What a time to be alive.

Surviving the end of the Cold War, the hysterical hype of Y2K, an economy-crashing pandemic and now about to experience a likely start of WW3. We sure are living in interesting times, though that proverb was never meant as a compliment for the receiving end.

And while the elites are throwing degenerate parties on private islands and starting wars for obscene amounts of profit, I’m honestly quite happy making an honest living flying airplanes and sharing my views with the world, while being paid and occasionally seeing ballistic fireworks literally fly past my wings with a fresh brew of coffee in hand. Hey ho, who said flying an airliner is boring?

Then suddenly, something beautiful drops in quite unexpectedly: the recent movie Project Hail Mary. I’ve not yet had the chance to fully read the original hard-science fiction novel by Andy Weir, but the movie positively surprised me in multiple ways. Not only is it visually stunning, with, in my eyes, a balanced story and just the right touch of light-hearted humour against a very grim thesis, it also manages to convey a sense of optimism despite the dark background of impending doom and death for planet Earth. Perhaps unintended, but I think this is the right movie at just the right time.

### COMPLETE THE FOLLOWING
A. Answer these questions about the Project Hail Mary essay, one answer a line:
(i) What does the writer do to earn a living?
(ii) Who wrote the novel the movie is based on?
(iii) What genre is that novel?
B. For each statement below, say whether the Project Hail Mary essay agrees with it, and quote the words that decide it:
(i) The writer has fully read the novel.
(ii) The writer finds flying an airliner boring.
(iii) The writer describes the movie as visually stunning.
C. Continue the Project Hail Mary essay from the point where the text ends.

### GIVEN INFORMATION
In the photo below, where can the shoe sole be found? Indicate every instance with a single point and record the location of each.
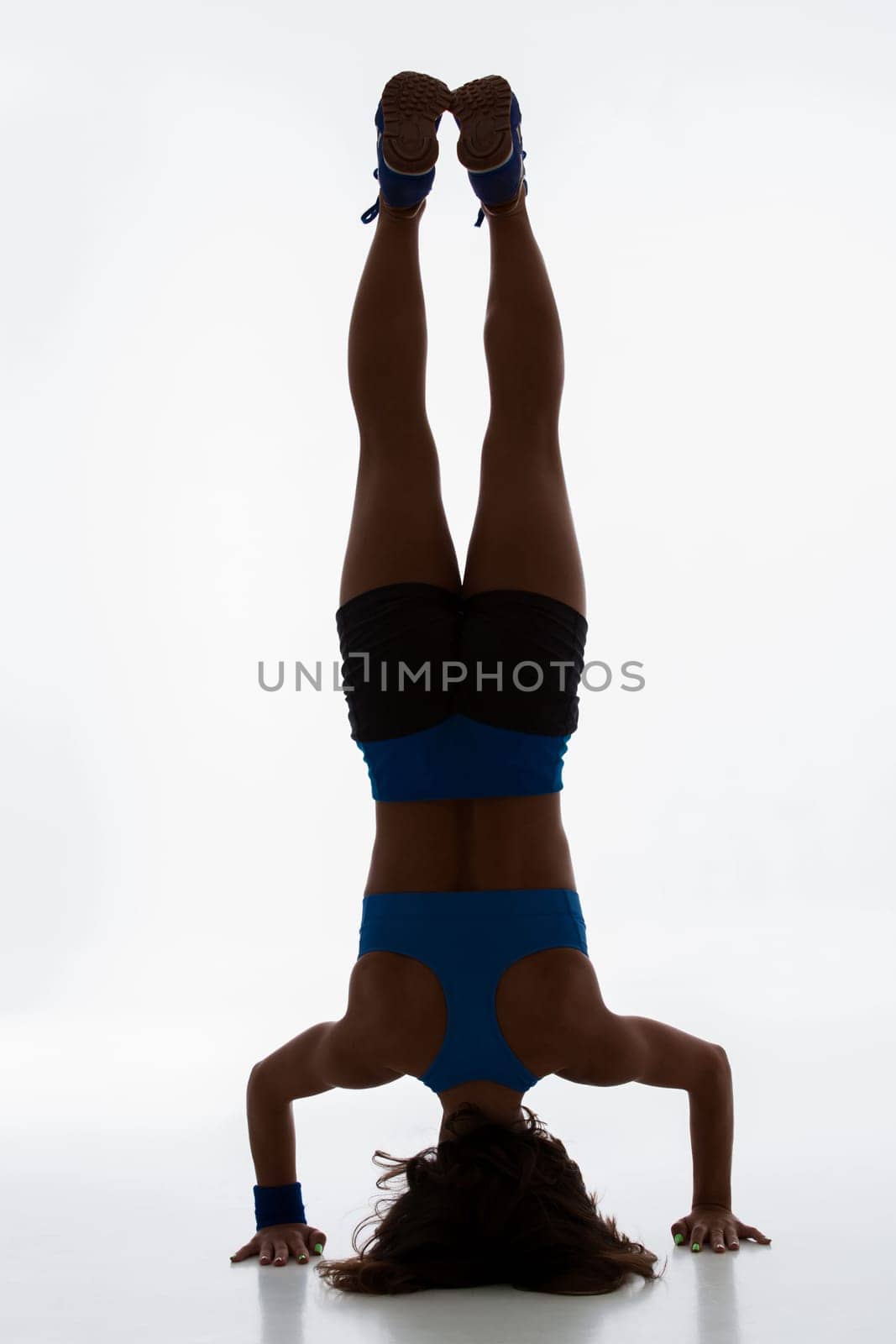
(483, 112)
(411, 104)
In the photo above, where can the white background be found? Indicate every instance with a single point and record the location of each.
(183, 853)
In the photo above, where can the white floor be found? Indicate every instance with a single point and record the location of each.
(123, 1226)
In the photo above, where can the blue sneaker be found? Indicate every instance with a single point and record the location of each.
(490, 145)
(407, 120)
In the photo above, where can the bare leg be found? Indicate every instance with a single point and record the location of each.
(523, 533)
(398, 533)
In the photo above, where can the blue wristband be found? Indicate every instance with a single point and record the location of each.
(278, 1205)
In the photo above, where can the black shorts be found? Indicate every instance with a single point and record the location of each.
(537, 643)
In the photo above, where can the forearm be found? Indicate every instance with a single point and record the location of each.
(271, 1135)
(712, 1124)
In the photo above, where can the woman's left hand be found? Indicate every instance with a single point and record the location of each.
(715, 1225)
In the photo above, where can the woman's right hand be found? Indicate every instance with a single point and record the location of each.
(275, 1243)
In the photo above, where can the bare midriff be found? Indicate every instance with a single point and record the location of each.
(470, 844)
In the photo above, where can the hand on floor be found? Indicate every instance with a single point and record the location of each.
(716, 1226)
(275, 1243)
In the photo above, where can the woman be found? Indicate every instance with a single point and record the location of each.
(473, 972)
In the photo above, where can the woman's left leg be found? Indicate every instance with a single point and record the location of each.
(523, 533)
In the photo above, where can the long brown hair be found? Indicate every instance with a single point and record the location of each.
(495, 1205)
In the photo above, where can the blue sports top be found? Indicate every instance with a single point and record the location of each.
(464, 759)
(469, 938)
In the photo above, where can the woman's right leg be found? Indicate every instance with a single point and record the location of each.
(399, 533)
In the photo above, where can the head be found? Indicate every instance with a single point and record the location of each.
(490, 1203)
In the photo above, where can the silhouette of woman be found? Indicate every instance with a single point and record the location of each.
(473, 972)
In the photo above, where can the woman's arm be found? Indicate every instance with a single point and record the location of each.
(621, 1048)
(331, 1054)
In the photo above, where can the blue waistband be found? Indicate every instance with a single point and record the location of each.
(464, 759)
(469, 938)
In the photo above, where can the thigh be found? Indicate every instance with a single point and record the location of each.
(524, 534)
(398, 533)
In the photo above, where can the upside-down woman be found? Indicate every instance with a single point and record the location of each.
(473, 971)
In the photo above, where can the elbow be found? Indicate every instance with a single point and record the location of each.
(258, 1079)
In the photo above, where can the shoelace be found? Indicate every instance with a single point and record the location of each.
(526, 187)
(372, 212)
(375, 208)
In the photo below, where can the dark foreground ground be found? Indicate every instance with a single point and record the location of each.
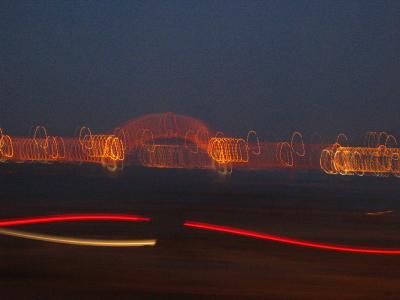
(189, 263)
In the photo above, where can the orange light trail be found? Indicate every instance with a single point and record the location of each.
(73, 240)
(290, 241)
(76, 241)
(76, 218)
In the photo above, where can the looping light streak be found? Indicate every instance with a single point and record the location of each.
(72, 240)
(290, 241)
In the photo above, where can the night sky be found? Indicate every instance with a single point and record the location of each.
(273, 66)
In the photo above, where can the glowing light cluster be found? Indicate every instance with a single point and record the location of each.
(376, 158)
(89, 148)
(173, 156)
(228, 150)
(6, 146)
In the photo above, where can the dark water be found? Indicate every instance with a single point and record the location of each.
(189, 263)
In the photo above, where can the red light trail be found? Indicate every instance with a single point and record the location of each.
(290, 241)
(76, 218)
(73, 240)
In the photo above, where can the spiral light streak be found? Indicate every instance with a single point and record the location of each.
(173, 156)
(228, 150)
(73, 240)
(290, 241)
(379, 161)
(107, 150)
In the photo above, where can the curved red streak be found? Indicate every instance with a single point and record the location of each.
(286, 240)
(67, 218)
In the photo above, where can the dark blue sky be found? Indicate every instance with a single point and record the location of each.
(273, 66)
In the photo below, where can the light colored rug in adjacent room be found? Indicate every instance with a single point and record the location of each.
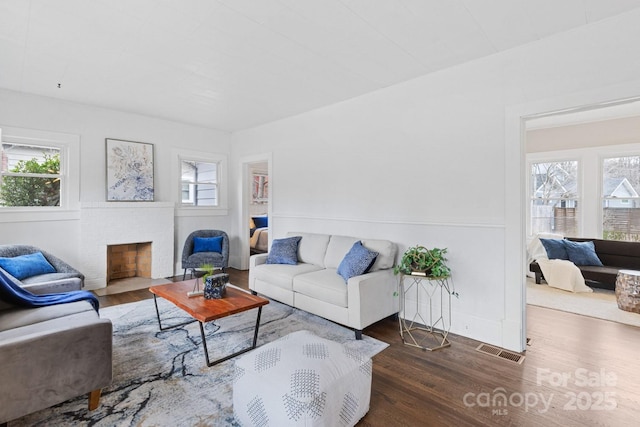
(161, 379)
(131, 284)
(600, 303)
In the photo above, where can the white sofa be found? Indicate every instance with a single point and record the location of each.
(315, 286)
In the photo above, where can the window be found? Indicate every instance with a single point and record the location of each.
(620, 200)
(30, 175)
(39, 175)
(554, 198)
(199, 183)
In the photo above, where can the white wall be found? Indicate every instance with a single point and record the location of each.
(438, 161)
(93, 125)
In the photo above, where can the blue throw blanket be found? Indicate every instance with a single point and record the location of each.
(11, 293)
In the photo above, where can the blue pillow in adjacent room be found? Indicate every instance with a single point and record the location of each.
(207, 244)
(555, 248)
(24, 266)
(284, 251)
(260, 221)
(582, 253)
(357, 261)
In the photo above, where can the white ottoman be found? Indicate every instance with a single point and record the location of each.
(301, 380)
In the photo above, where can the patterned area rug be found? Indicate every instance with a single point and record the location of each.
(161, 378)
(600, 303)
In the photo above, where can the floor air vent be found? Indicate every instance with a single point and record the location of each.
(501, 353)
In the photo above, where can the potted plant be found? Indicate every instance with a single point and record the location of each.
(423, 261)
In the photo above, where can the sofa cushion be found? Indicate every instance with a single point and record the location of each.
(324, 285)
(18, 317)
(337, 249)
(555, 248)
(281, 275)
(284, 251)
(357, 261)
(312, 247)
(386, 253)
(23, 266)
(49, 277)
(582, 253)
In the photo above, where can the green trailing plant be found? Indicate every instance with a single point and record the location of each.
(430, 262)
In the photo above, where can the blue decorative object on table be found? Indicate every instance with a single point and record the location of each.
(215, 286)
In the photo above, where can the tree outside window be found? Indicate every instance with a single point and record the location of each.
(199, 183)
(30, 176)
(620, 200)
(554, 198)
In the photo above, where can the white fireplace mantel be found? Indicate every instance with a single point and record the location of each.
(114, 223)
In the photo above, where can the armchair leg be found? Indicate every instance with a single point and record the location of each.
(94, 399)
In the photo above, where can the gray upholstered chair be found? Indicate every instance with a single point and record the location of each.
(191, 259)
(64, 272)
(51, 354)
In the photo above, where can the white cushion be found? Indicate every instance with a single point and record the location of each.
(386, 253)
(312, 247)
(301, 380)
(280, 275)
(324, 285)
(337, 249)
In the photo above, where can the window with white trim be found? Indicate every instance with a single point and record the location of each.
(620, 199)
(36, 171)
(553, 195)
(199, 183)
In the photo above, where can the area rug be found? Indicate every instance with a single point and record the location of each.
(161, 378)
(600, 303)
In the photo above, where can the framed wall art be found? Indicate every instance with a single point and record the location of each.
(129, 171)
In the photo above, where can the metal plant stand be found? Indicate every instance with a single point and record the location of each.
(418, 332)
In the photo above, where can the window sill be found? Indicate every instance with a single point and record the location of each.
(29, 215)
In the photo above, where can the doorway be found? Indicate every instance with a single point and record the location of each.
(586, 135)
(256, 207)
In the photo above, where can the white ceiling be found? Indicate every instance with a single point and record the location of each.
(235, 64)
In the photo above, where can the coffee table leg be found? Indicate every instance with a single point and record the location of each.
(155, 301)
(215, 362)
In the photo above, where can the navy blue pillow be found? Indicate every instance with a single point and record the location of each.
(582, 253)
(357, 261)
(284, 251)
(555, 248)
(207, 244)
(24, 266)
(260, 221)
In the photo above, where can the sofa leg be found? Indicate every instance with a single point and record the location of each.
(94, 399)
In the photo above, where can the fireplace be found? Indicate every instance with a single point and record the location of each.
(106, 224)
(128, 260)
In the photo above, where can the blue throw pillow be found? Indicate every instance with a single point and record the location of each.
(582, 253)
(284, 251)
(555, 248)
(357, 261)
(24, 266)
(207, 244)
(260, 221)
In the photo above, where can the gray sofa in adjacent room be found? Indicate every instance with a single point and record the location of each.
(51, 354)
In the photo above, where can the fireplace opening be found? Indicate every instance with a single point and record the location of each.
(128, 260)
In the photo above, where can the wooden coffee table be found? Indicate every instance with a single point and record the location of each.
(204, 310)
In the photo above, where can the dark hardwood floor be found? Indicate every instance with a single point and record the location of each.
(578, 371)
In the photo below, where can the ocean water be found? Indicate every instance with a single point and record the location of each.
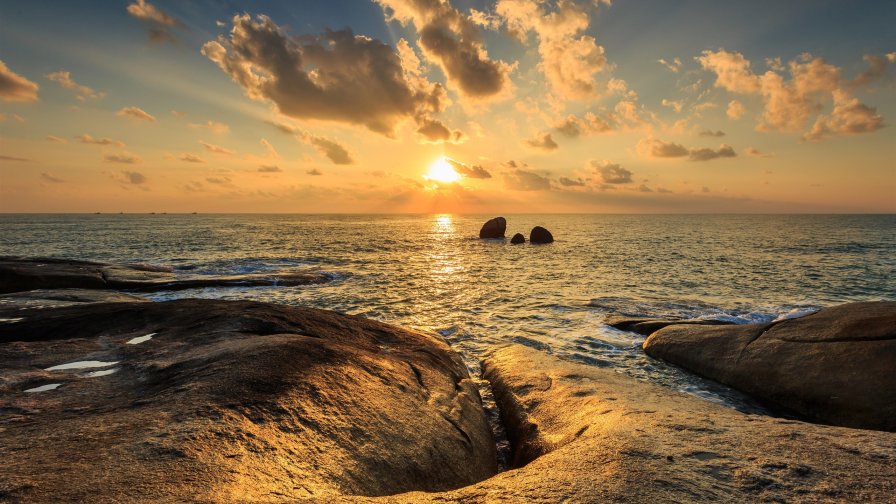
(432, 273)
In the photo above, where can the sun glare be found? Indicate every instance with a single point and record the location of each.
(442, 171)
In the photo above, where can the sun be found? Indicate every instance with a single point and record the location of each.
(442, 171)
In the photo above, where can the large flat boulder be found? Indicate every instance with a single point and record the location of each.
(23, 274)
(587, 434)
(230, 401)
(836, 366)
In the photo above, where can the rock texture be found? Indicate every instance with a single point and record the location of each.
(647, 326)
(22, 274)
(586, 434)
(493, 228)
(231, 401)
(836, 366)
(540, 235)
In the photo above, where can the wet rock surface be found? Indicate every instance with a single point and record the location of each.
(230, 401)
(23, 274)
(835, 366)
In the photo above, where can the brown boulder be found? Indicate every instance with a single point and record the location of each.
(836, 366)
(231, 401)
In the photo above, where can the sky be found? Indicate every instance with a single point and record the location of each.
(434, 106)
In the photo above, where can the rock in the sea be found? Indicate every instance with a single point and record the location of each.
(836, 366)
(586, 434)
(230, 401)
(540, 235)
(22, 274)
(493, 228)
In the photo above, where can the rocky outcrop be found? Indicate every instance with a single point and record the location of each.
(22, 274)
(230, 401)
(540, 235)
(835, 366)
(646, 326)
(493, 228)
(587, 434)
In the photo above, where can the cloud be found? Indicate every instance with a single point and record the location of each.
(452, 41)
(213, 126)
(14, 87)
(65, 80)
(85, 138)
(569, 59)
(335, 152)
(433, 131)
(135, 112)
(612, 173)
(335, 76)
(51, 178)
(523, 180)
(544, 142)
(735, 110)
(191, 158)
(469, 171)
(122, 159)
(217, 149)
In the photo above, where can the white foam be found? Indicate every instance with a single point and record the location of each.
(141, 339)
(44, 388)
(81, 365)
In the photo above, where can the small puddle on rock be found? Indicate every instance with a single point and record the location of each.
(44, 388)
(141, 339)
(81, 365)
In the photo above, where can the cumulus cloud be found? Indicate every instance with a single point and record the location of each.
(569, 59)
(122, 159)
(452, 40)
(335, 152)
(137, 113)
(612, 173)
(335, 76)
(86, 138)
(14, 87)
(788, 104)
(543, 142)
(524, 180)
(469, 171)
(65, 80)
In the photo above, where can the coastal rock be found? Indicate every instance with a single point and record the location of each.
(493, 228)
(23, 274)
(540, 235)
(647, 326)
(230, 401)
(834, 366)
(587, 434)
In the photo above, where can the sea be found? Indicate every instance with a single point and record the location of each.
(432, 273)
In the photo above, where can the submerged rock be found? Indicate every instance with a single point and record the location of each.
(493, 228)
(22, 274)
(231, 401)
(540, 235)
(836, 366)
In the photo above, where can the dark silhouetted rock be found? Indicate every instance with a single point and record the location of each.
(20, 274)
(647, 326)
(494, 228)
(231, 401)
(836, 366)
(540, 235)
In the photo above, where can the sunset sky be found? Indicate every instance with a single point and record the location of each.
(537, 105)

### SET OF ANSWERS
A.
(i) The writer flies airplanes, specifically an airliner.
(ii) Andy Weir wrote the novel.
(iii) It is a hard-science fiction novel.

B.
(i) No: "I’ve not yet had the chance to fully read the original hard-science fiction novel by Andy Weir"
(ii) No: "Hey ho, who said flying an airliner is boring?"
(iii) Yes: "Not only is it visually stunning"

C.
A story built on imminent extinction, yet carried by curiosity… and something strangely human in the face of it all.

Fun fact I learned yesterday: the fascinating ‘cockpit’ of the fictional spaceship Hail Mary was designed and largely inspired by the cockpit layout, display and synoptic philosophy of the Boeing 747-400 and -8. Well, if they plan on building interstellar spaceships based on the technical specifics of both variants of the Boeing 747s, you can count me in for the ride of a lifetime. I’ve got a valid type rating and a significant amount of hours on both, hint hint.
Amaze! Amaze! Amaze!

So, if you feel a dreaded sense of doom while watching the news these days:
“This is happy! Your face opening is in sad mode. Why, question?”

Maybe it’s not about ignoring what’s happening below, but remembering there’s still absolute beauty and, most of all, hope above it.